PASSAGE SHOWN:

○ ○ ○ ○

SMP: AP CPU #7 Launched!
SMP: AP CPU #6 Launched!
SMP: AP CPU #3 Launched!
SMP: AP CPU #4 Launched!
SMP: AP CPU #5 Launched!
SMP: AP CPU #2 Launched!
WARNING: WITNESS option enabled, expect reduced performance.GEOM: da0: partition 3 does not start on a track boundary.

GEOM: da0: partition 3 does not end on a track boundary.
GEOM: da0: partition 2 does not start on a track boundary.
GEOM: da0: partition 2 does not end on a track boundary.
GEOM: da0: partition 1 does not start on a track boundary.
GEOM: da0: partition 1 does not end on a track boundary.
GEOM: da0s1: geometry does not match label (255h,63s != 255h,32s).
GEOM: da0s2: geometry does not match label (255h,63s != 255h,32s).
GEOM: da0s3: geometry does not match label (255h,63s != 255h,32s).
Trying to mount root from ufs:/dev/da0s1a
ZFS filesystem version 13
ZFS storage pool version 13
bce0: link state changed to UP

>Description:
I installed 8.0RC2-amd64 on an 8-core opteron server a few days ago when 8.0 RC2 came out.

○ ○ ○ ○

GIVEN INFORMATION:
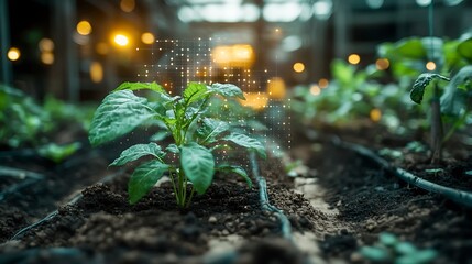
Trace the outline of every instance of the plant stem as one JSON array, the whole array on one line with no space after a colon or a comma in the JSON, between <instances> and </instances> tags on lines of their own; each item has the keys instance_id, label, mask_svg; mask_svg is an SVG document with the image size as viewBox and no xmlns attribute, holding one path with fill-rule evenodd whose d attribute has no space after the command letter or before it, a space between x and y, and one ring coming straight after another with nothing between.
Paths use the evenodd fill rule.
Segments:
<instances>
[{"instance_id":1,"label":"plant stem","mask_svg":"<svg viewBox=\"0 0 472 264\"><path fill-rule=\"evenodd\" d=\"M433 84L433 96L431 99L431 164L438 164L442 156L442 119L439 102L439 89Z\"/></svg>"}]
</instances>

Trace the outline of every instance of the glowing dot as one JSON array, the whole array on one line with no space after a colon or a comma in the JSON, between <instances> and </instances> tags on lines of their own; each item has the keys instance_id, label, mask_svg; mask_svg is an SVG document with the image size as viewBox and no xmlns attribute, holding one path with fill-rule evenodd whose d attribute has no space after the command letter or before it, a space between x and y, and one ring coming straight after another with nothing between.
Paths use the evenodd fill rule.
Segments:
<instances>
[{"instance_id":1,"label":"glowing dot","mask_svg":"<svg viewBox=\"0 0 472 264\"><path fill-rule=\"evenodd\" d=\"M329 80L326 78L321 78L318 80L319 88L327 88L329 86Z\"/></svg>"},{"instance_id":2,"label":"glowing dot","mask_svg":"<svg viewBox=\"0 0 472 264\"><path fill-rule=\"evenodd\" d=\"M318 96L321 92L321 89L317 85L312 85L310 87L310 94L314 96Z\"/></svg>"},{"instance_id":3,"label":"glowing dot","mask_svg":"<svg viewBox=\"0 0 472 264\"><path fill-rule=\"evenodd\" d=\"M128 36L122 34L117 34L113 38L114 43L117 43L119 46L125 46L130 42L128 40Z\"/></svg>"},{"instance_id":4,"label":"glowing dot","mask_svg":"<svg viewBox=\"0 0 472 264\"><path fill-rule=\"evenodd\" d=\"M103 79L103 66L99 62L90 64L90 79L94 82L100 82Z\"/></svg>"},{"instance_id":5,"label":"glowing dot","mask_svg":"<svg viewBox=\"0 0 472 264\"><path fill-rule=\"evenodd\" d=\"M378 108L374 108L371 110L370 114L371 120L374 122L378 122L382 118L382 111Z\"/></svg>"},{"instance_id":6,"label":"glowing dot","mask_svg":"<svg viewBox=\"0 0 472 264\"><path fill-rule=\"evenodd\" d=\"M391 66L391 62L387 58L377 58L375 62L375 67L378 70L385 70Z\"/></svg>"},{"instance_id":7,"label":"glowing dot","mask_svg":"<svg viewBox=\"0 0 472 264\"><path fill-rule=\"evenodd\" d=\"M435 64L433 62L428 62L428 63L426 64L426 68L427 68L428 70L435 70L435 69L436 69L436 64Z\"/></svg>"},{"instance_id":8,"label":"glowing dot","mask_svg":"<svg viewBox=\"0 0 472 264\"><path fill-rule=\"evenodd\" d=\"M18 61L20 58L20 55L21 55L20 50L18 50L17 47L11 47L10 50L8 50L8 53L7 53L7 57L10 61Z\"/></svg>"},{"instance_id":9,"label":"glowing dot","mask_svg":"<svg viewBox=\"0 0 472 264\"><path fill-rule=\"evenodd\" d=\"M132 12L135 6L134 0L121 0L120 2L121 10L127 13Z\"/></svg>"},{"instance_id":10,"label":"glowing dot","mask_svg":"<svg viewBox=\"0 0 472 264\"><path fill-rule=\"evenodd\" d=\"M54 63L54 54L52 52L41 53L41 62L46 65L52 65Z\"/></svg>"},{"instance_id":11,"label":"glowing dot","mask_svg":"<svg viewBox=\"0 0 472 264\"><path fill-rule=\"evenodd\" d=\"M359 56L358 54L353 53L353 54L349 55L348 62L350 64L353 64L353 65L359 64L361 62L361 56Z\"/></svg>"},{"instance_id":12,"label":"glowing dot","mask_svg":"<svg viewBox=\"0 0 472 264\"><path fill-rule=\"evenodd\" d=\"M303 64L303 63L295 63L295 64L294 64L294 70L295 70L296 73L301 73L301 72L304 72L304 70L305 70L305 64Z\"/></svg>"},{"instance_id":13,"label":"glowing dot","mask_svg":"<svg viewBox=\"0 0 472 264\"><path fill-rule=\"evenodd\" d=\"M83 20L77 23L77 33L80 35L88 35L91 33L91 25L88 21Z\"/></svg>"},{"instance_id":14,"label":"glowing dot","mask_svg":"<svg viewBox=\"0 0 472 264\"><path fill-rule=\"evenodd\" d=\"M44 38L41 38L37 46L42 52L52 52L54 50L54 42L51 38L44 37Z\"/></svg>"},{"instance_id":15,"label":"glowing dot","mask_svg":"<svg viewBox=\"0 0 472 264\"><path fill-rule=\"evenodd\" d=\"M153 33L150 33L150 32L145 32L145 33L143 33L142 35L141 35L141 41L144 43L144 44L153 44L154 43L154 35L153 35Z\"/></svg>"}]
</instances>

○ ○ ○ ○

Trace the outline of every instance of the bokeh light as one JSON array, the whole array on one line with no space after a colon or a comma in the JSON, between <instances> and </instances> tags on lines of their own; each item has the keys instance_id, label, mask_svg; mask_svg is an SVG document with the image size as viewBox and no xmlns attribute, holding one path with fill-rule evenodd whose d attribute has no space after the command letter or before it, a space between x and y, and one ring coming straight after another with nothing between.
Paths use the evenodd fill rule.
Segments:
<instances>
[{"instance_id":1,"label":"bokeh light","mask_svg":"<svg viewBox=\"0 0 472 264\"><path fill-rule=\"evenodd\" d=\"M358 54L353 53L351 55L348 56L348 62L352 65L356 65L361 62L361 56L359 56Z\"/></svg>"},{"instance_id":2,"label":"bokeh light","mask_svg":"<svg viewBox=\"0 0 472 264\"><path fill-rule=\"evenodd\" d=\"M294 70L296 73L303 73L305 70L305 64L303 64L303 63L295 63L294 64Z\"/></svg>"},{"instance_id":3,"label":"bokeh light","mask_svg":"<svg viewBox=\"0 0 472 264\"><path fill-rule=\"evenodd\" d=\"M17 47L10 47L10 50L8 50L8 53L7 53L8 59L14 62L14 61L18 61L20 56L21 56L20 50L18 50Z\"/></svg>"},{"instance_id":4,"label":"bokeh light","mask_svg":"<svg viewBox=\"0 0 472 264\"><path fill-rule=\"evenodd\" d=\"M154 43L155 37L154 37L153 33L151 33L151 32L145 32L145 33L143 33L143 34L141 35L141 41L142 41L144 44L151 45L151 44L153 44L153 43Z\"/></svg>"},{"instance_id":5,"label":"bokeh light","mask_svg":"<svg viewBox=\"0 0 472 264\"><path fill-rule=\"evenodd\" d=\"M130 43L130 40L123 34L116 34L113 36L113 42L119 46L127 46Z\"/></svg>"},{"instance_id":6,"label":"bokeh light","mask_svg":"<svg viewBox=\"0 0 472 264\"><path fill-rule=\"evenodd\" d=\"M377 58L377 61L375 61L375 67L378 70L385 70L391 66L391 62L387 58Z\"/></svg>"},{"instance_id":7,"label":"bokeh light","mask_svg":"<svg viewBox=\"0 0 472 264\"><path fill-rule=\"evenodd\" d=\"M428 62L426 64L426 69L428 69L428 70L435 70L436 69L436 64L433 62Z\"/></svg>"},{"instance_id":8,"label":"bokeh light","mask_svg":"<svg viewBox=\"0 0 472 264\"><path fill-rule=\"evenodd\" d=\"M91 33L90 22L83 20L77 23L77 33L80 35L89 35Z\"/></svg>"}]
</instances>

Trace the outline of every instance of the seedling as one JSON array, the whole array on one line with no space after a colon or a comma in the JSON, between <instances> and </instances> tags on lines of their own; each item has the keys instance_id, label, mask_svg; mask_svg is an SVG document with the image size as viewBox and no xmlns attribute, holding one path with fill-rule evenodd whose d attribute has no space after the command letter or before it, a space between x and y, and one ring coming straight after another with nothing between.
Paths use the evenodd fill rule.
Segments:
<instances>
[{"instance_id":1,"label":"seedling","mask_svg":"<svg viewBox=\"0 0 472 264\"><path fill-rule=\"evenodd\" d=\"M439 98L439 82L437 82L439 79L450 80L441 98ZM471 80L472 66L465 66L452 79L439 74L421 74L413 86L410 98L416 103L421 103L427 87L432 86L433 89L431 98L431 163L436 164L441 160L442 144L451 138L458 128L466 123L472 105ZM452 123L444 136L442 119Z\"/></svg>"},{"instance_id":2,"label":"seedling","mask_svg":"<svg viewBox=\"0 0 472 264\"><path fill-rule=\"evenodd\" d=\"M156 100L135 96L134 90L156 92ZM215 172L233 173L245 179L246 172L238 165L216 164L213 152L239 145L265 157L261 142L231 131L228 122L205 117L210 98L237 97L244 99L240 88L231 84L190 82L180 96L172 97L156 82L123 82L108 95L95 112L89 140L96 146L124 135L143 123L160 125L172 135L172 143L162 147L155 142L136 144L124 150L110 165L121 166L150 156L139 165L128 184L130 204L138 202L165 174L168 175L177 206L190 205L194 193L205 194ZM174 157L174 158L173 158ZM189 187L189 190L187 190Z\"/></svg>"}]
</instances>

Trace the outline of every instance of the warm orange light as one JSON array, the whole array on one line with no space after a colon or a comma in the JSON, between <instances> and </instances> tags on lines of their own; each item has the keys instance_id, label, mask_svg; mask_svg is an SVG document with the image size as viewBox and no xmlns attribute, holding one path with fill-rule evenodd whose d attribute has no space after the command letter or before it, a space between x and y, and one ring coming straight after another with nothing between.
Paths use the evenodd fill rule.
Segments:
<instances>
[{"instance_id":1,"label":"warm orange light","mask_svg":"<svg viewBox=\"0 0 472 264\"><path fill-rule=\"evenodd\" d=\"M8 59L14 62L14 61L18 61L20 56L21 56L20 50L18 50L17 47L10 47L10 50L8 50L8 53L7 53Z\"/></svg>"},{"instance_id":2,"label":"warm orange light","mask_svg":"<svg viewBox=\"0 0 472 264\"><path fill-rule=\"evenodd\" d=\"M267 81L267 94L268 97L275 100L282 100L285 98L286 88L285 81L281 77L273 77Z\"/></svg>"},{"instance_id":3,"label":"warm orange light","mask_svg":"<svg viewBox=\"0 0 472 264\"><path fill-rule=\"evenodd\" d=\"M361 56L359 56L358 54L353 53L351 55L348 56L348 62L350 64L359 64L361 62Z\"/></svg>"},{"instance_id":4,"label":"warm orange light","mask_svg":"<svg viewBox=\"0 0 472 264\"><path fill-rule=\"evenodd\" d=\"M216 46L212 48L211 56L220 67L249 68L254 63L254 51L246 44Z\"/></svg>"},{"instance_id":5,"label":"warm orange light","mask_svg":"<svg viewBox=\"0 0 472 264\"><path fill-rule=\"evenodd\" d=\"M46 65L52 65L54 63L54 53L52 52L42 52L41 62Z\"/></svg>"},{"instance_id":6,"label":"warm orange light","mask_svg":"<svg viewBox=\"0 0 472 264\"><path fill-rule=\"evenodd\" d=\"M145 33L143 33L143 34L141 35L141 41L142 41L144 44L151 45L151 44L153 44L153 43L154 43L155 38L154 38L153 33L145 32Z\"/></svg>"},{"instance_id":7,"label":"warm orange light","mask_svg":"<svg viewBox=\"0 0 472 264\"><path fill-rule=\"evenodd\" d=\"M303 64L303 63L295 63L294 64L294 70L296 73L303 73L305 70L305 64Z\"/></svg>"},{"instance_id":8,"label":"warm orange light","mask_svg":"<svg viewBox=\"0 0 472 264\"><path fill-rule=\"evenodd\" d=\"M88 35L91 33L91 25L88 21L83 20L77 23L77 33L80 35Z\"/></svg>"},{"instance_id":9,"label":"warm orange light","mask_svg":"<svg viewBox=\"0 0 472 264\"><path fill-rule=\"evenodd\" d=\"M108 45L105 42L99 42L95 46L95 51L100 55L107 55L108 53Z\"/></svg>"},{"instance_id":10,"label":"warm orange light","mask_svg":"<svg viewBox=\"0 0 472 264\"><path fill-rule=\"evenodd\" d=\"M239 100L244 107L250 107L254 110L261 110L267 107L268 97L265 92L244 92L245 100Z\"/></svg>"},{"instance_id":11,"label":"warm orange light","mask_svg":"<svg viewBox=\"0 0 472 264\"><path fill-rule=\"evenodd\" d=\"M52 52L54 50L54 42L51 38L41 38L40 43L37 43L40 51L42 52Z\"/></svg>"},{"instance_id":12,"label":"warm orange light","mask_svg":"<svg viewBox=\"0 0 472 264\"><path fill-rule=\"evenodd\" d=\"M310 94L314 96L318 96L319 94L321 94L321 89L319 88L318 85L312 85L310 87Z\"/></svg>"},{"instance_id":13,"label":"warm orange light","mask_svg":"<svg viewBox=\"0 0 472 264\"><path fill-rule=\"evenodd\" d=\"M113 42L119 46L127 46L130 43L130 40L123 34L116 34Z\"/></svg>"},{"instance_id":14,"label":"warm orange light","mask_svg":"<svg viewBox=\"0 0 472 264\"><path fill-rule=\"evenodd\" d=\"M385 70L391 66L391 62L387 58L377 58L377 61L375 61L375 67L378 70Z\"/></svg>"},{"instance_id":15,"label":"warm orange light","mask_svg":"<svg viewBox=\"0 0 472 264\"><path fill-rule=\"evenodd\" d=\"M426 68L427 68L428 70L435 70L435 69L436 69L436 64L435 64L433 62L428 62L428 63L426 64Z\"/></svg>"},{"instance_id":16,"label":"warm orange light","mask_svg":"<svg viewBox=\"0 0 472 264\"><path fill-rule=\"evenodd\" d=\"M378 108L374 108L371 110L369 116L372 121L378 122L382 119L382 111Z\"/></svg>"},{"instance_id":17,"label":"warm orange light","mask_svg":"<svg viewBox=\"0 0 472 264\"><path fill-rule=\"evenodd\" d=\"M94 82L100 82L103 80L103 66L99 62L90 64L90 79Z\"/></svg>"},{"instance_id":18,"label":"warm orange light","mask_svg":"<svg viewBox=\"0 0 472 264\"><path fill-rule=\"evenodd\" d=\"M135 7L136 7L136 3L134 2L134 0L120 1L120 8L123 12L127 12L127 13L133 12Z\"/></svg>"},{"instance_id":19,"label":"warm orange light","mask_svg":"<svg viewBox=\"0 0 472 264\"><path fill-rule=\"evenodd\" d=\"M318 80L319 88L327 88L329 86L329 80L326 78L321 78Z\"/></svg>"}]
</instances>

○ ○ ○ ○

WHAT YOU HAVE TO DO: Resume the 8.0 RC2 server report after its final sentence, adding a few more sentences to its description. The entries stand apart from the 8.0 RC2 server report and are not part of it.

RESPONSE TO THIS EXERCISE:
When I tried to do a make buildworld or make buildkernel the server
rebooted without any message left in the logs. The same happened
when building bigger ports (for example ruby18 or perl58)

After this I installed 7.2-STABLE on this same server and did a "make
buildworld" and "make buildkernel" which completed without any problem.

Then I installed 8.0-BETA4 (crashes also when doing makeworld)

Finally I reinstalled 8.0RC2-amd64 on the server again and build a 8.0RC2 debug kernel on another amd server for this crashing server.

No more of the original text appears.